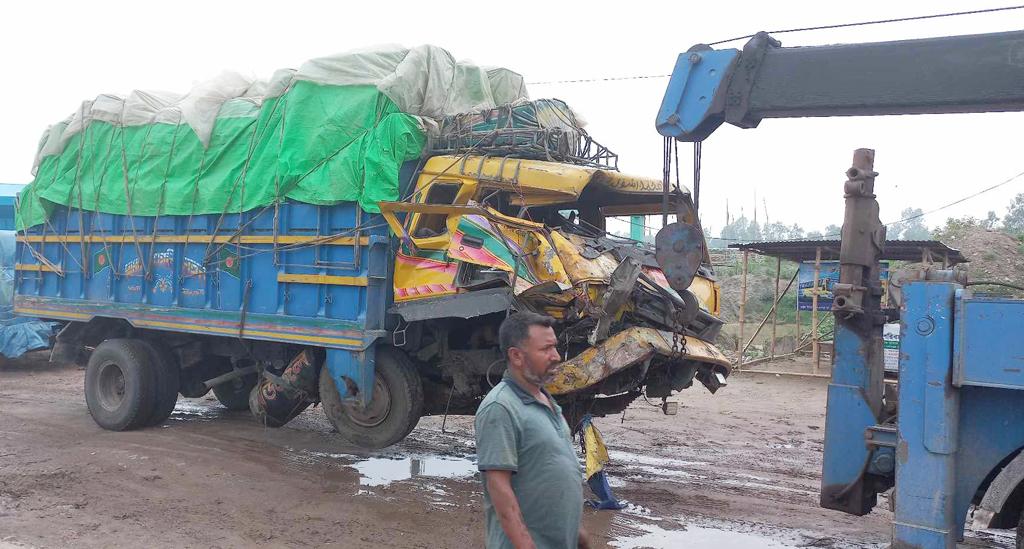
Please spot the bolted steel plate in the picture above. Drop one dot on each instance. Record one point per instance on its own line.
(679, 249)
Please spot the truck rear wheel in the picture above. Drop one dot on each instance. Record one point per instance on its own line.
(121, 384)
(393, 411)
(235, 393)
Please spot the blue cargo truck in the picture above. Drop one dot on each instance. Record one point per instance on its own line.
(334, 237)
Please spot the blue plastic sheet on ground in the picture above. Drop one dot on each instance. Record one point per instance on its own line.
(17, 334)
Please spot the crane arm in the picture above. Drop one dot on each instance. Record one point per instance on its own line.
(958, 74)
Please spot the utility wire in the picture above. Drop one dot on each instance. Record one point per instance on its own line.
(910, 218)
(785, 31)
(877, 22)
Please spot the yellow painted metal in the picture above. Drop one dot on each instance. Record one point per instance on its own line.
(579, 267)
(194, 239)
(322, 279)
(708, 292)
(626, 349)
(539, 182)
(38, 267)
(418, 278)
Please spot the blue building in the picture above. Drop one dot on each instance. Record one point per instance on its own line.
(7, 194)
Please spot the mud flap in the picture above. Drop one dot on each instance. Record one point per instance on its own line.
(352, 373)
(278, 399)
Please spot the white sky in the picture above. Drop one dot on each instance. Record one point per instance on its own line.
(55, 54)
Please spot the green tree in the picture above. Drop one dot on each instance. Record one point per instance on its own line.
(954, 227)
(1014, 220)
(910, 225)
(991, 221)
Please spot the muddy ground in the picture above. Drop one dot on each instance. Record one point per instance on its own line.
(732, 470)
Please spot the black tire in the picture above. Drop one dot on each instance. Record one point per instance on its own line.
(168, 381)
(1020, 532)
(121, 384)
(398, 399)
(235, 393)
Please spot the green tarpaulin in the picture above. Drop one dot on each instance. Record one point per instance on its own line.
(337, 129)
(315, 143)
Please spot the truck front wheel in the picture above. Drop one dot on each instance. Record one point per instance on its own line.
(121, 384)
(393, 411)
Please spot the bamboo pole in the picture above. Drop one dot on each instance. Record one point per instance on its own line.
(815, 350)
(742, 308)
(774, 315)
(799, 327)
(764, 321)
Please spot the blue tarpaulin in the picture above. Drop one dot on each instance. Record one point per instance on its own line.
(17, 334)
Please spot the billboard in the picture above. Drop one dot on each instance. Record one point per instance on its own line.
(827, 279)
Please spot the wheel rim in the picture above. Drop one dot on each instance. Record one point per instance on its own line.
(376, 413)
(111, 386)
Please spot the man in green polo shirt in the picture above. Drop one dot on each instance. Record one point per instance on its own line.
(532, 483)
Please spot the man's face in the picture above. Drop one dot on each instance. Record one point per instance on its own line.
(537, 356)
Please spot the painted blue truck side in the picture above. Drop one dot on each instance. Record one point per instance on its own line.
(295, 273)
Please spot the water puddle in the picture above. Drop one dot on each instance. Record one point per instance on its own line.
(189, 410)
(383, 471)
(691, 537)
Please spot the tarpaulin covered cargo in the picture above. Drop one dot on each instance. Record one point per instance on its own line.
(336, 129)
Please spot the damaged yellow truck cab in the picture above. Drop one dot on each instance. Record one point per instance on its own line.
(480, 237)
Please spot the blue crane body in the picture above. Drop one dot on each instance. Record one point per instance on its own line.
(955, 440)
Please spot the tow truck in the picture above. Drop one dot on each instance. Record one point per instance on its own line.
(954, 441)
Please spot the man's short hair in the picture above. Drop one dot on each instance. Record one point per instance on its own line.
(515, 329)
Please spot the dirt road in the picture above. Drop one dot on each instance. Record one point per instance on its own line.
(732, 470)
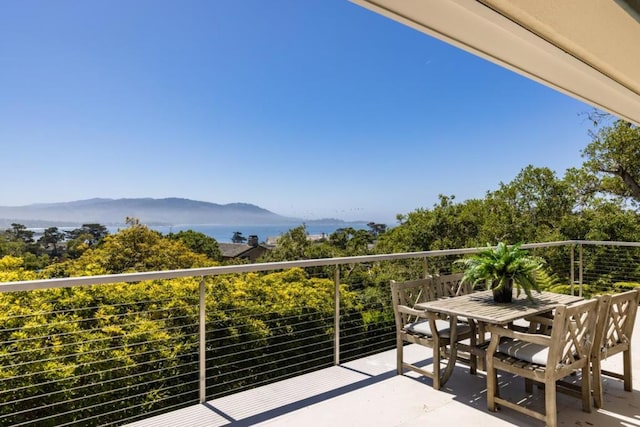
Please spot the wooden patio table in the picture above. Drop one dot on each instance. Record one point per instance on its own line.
(479, 307)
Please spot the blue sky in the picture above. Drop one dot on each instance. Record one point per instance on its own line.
(312, 109)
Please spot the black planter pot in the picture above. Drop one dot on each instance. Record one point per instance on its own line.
(504, 294)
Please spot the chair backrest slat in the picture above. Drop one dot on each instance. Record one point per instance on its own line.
(573, 333)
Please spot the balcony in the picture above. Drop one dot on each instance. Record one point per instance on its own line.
(230, 345)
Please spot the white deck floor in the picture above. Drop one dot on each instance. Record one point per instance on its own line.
(367, 392)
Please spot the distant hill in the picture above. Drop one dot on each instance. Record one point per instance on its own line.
(170, 211)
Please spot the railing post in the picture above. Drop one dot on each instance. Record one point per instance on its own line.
(572, 268)
(336, 326)
(203, 344)
(580, 270)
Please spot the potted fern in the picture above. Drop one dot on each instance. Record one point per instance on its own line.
(503, 267)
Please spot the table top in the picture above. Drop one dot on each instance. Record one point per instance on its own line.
(481, 307)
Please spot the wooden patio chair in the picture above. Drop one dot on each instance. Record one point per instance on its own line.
(428, 329)
(616, 319)
(544, 358)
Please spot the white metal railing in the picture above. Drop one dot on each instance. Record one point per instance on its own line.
(190, 322)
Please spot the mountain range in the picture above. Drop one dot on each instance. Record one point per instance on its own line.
(168, 211)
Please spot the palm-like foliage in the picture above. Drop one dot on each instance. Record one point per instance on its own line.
(496, 266)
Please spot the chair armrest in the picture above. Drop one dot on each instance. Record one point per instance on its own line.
(413, 311)
(499, 331)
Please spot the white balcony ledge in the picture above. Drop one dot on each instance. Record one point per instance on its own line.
(368, 392)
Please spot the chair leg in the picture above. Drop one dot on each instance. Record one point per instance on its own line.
(596, 371)
(399, 348)
(436, 367)
(492, 385)
(586, 388)
(628, 383)
(551, 410)
(528, 385)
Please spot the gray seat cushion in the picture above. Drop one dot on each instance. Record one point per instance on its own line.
(423, 327)
(529, 352)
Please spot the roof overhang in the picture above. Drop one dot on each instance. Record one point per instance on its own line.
(587, 50)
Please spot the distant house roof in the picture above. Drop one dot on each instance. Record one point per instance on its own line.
(242, 250)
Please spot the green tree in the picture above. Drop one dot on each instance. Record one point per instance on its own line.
(613, 161)
(136, 248)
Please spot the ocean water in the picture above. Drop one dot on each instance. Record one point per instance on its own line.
(224, 233)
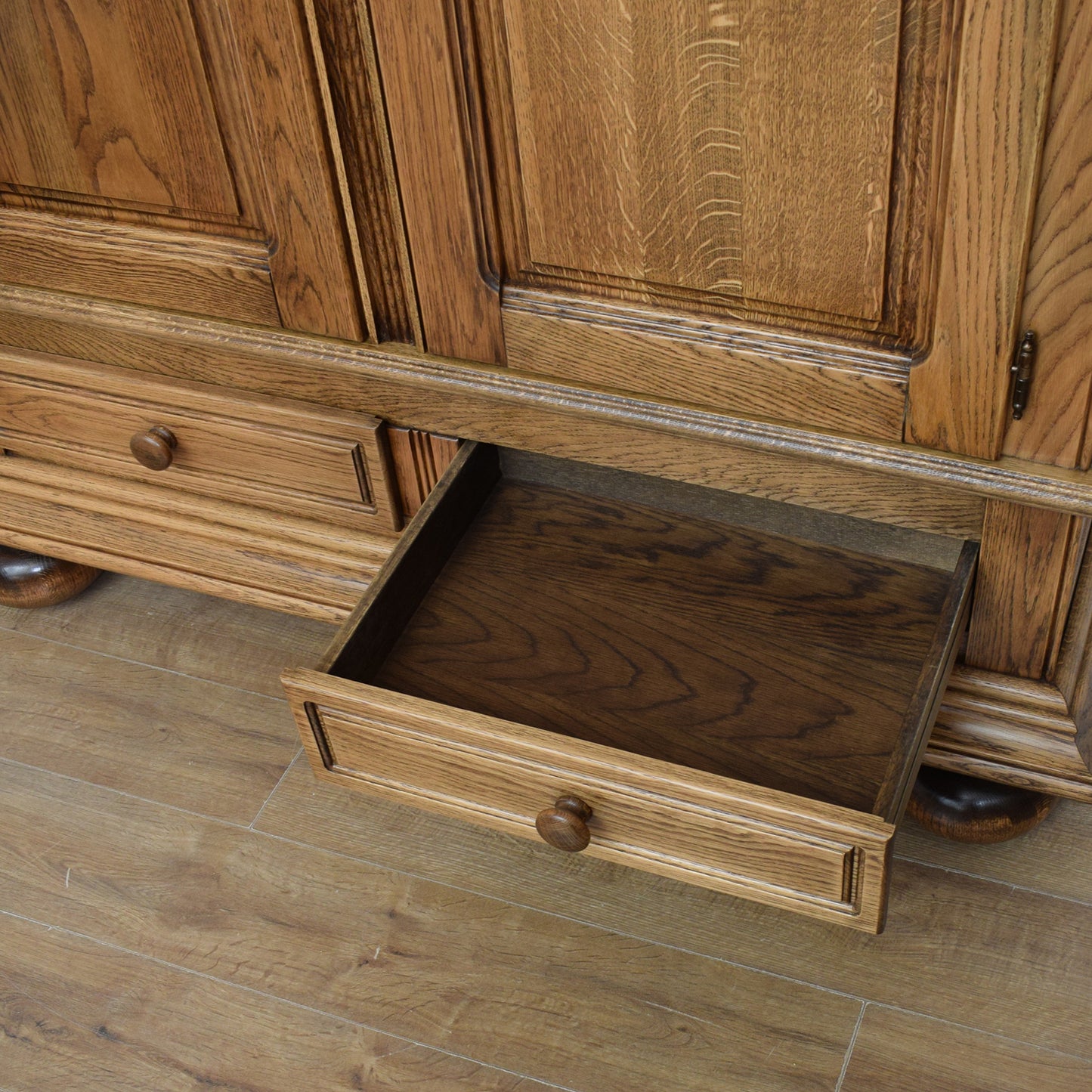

______

Task
Restate the entries above word for word, minus the pictures.

Reply
Please spot the bolted steel plate in the picture above. Drop one dot on each instance. Record one point per instance on its own line.
(679, 249)
Please spot the truck rear wheel in the picture above. Drop one dot on each instance. Record one point per instance on its own line.
(121, 384)
(393, 411)
(235, 393)
Please spot the blue cargo truck in the picture above. Drop one dot on each instance. Record one point per instance on its own line.
(334, 237)
Please spot the blue plastic sheet on ground in the picture above. Drop one dot on each instance. Record one point per instance on its own line.
(17, 334)
Please spot the crane arm in the picture above. Drop one dot on each instance. Record one point per instance on its own line.
(958, 74)
Please spot the utility wire in the picture above. Drop one dot on each instance. Record one point per instance on its own line.
(910, 218)
(785, 31)
(877, 22)
Please spot the yellow painted metal in the picture above. Drop one dot on each instance. Record one point per instance on its own line.
(579, 267)
(194, 239)
(322, 279)
(708, 292)
(626, 349)
(539, 182)
(38, 267)
(418, 278)
Please spot the blue building in the picture above. Drop one dot on each instance. Record one point per instance on its own line.
(7, 194)
Please spot the mud flap in the picture above. Drop one dot on each instance. Record one point per instance on its own line.
(352, 373)
(278, 399)
Please spot the white sky in the picture above. Drop one dot on each instance. Record one point per instance on its own line.
(55, 54)
Please spot the green tree in the picture above. Drop one dot on each instance. Record one point per instance on its own line.
(954, 227)
(1014, 220)
(910, 225)
(991, 221)
Please spot the muddy ground in the picture above. Drop one dot on each instance. Record one point per instance on its own line.
(732, 470)
Please spot the black tire in the picture above. Drop one dot on each instance. Record one point per instance on its own line.
(168, 381)
(1020, 532)
(121, 384)
(398, 399)
(235, 393)
Please spot the green tarpaulin in the picture above. Drop one dot on each instance. Record one point per instance on its own line.
(337, 129)
(315, 143)
Please spot the truck front wheel in the picture above. Drop one dot on each instance. Record one point per instance on its own line.
(121, 384)
(393, 411)
Please spot the bamboo pole in the picture above. Drop one dot on each instance. Record one point per instance on its own line.
(815, 350)
(742, 308)
(774, 315)
(799, 327)
(764, 321)
Please spot the blue tarpaulin in the picture above. Drop one dot on each instance. Record one point per instance on its own line.
(17, 334)
Please spot the billboard in the picture above. Drop one dot on each instance. Record one point per instance on its own line.
(827, 279)
Please spot the wheel rim in the picture above. Drop one dot on each instance. Record one point per instance on its own line.
(376, 413)
(111, 386)
Please spot the man in green polo shirt in the picture above. Drop one dot on each instance. Record one point per instance on its own line.
(532, 483)
Please spot the man's face in the picture above. Drop one dot on each instance. Record one point per instance on its own line.
(537, 356)
Please spot the painted blue truck side in the picture above. Drop one dot on each instance. Record one point per instance on its own line.
(295, 273)
Please spot the water puddle in the picture above. Drop one dot on each instance. Record one point per instance on its own line.
(189, 410)
(383, 471)
(691, 537)
Please spot the tarpaulin covered cargo in the picture above. Drop one dot on each instance. Record one point per instance on its own line.
(336, 129)
Please spot the damaged yellow truck cab in the picture above. Drop one dot on each instance. Record one point per instance on its own line.
(480, 237)
Please spot the blue crane body in the picture above. Drop one dot on each instance. Record one point per instance on its own line.
(955, 440)
Please spot the tow truck in the picture above. Drop one dot on each instance. Record one point per instance on its own line.
(954, 441)
Please spot the man's short hair in the picture above. Drop one dot on each instance. Record one point per instance on its own line.
(515, 329)
Please spot the dirt road in the picture above. Drop one dot on each instance. Record one point per instance on its own line.
(732, 470)
Please spot the wooden patio table in the picture above. Drop one dot on each instance. Record one point per instance on its own line.
(479, 307)
Please spot the blue sky in the picture above. Drop one dot on each instance. Record one point per instance on its own line.
(312, 109)
Please spot the black planter pot in the picture above. Drop one dot on each instance. Record one point per instance on its own line.
(504, 294)
Please spot the chair backrest slat in the picture above. Drop one dot on each instance. Record one point per instance on its own line.
(573, 333)
Please spot the balcony in the picture above. Drop one dot on each instance. Record one point per instance on its own line.
(230, 345)
Please spot the white deck floor in the picture above. Drop one dot on each instance. Record one point per instance on its own line.
(367, 392)
Please spot the distant hill in the picture above. Drop one dot on each instance. Record one point per instance on its own line.
(170, 211)
Please spot the railing post in the picture above. Drop one dot on each instance. Record one point per instance on its own line.
(572, 268)
(336, 326)
(203, 344)
(580, 270)
Please spot the potted fern in the picture above. Drop one dot on each instance. Record one point per instance on its own line.
(503, 267)
Please spot the table top in the picture above. Drop one dot on each instance. Record one point per instance on its own line.
(481, 307)
Please spot the wooden patio chair in the picture above. Drop one dot on each instance. Record one point per instance on its own line.
(428, 329)
(616, 319)
(544, 358)
Please spot the white metal railing in the picture above. Drop one dot on each instance. Record one point per instance on its own line.
(190, 322)
Please spot the mountain range in the picture above. Drop one dot on each instance. Record one point per instance on its own line.
(168, 211)
Please spot the palm-like foliage in the picture above. Drop one dot on each instance. Record one point per instance on its own line.
(496, 266)
Please spot the chair armrest in the picture above. Drop one dot on each instance. Record one point per instance on its own line.
(413, 311)
(499, 331)
Please spot the white balcony ledge in the picture above. Drop one dot on each instance. Record one point per instance on its own line.
(368, 392)
Please spot the chair leg in the picture above. Drop one dot on each instance. Record one point per instance on its own line.
(596, 371)
(399, 348)
(436, 367)
(492, 385)
(586, 388)
(628, 383)
(551, 410)
(528, 385)
Please spot the gray seat cushion in the picture above. Drop one dot on each instance. Record one point per instance on its own line.
(423, 327)
(529, 352)
Please spot the roof overhang in the picture above. Drop one dot on each instance. Record one point per instance on its own line.
(587, 50)
Please spot the distant house roof in the picture above. Drop one dot on each instance. Record one point per instance on its own line.
(242, 250)
Please spot the green tree in the picture above. Drop one dot on each instance. Record one point per instance on its own line.
(613, 161)
(136, 248)
Please spot the ocean water in the picture above. Drop one dot on each instance. Record one point per instance on its own line.
(224, 233)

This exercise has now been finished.